Give again all the lines from the start of the records through the line holding "[[[284,391],[646,391],[541,286],[521,207],[434,226],[376,261]]]", inclusive, requests included, with every polygon coordinate in the answers multiplied by 1.3 and rounded to the nearest whole number, halves rounded up. Do only these lines, and leave the pictures out of your answer.

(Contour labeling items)
□ □ □ □ □ □ □

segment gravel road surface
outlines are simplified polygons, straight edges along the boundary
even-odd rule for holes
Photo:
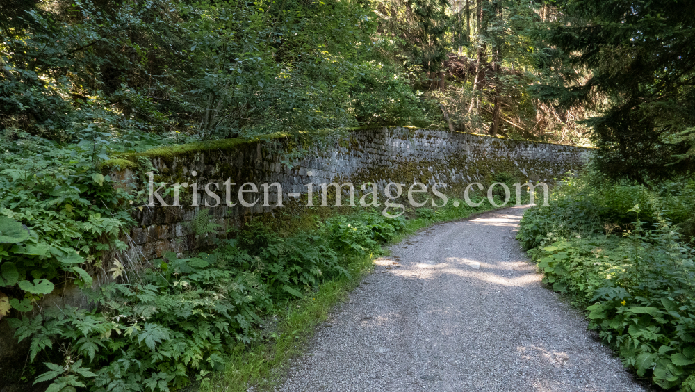
[[[284,391],[646,391],[541,286],[521,207],[434,226],[376,261]]]

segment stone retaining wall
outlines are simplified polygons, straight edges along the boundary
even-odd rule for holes
[[[219,183],[222,203],[212,209],[211,215],[222,229],[239,225],[250,216],[272,211],[261,201],[252,208],[237,204],[224,205],[224,183],[230,179],[232,201],[237,202],[241,184],[252,182],[281,185],[284,204],[298,202],[288,193],[300,193],[306,203],[306,184],[313,184],[314,195],[320,185],[331,182],[352,182],[358,193],[365,182],[377,184],[381,191],[389,182],[409,186],[414,182],[447,183],[448,190],[460,193],[471,182],[489,184],[496,173],[505,172],[520,181],[552,181],[567,171],[581,168],[591,149],[537,142],[518,141],[473,133],[401,127],[360,129],[335,138],[321,147],[309,149],[304,157],[295,159],[291,167],[281,163],[286,155],[287,140],[282,138],[239,142],[231,146],[213,143],[204,149],[184,153],[154,154],[153,166],[158,173],[155,182]],[[192,172],[195,172],[196,177]],[[122,177],[127,173],[121,172]],[[156,188],[156,187],[155,187]],[[199,187],[199,204],[215,201]],[[188,190],[190,188],[188,188]],[[277,195],[271,187],[270,204],[275,205]],[[182,195],[183,195],[182,193]],[[359,198],[359,195],[357,195]],[[190,205],[191,195],[181,204]],[[165,198],[171,203],[172,198]],[[292,208],[286,206],[284,208]],[[186,222],[199,208],[144,207],[136,211],[138,226],[132,229],[133,256],[153,258],[163,252],[190,249]]]

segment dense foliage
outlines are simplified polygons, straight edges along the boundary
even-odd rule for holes
[[[336,216],[286,238],[252,225],[211,254],[170,254],[132,281],[85,291],[88,309],[52,307],[11,321],[20,340],[31,339],[30,361],[47,367],[35,382],[50,382],[49,391],[169,391],[223,368],[245,343],[272,340],[254,328],[262,317],[348,276],[354,259],[379,252],[404,222],[376,212]]]
[[[541,95],[600,112],[587,123],[600,169],[643,180],[695,168],[695,3],[559,3],[546,53],[564,77]]]
[[[518,238],[543,281],[589,312],[589,327],[638,376],[695,390],[695,182],[570,179],[551,207],[525,214]],[[687,235],[684,235],[686,233]],[[691,243],[692,244],[692,243]]]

□ □ □ □ □ □ □

● **Task result**
segment gravel road surface
outlines are simplified polygons, straight edges along the boundary
even-odd rule for holes
Photo:
[[[369,508],[840,508],[703,372],[677,269],[564,294],[489,339]]]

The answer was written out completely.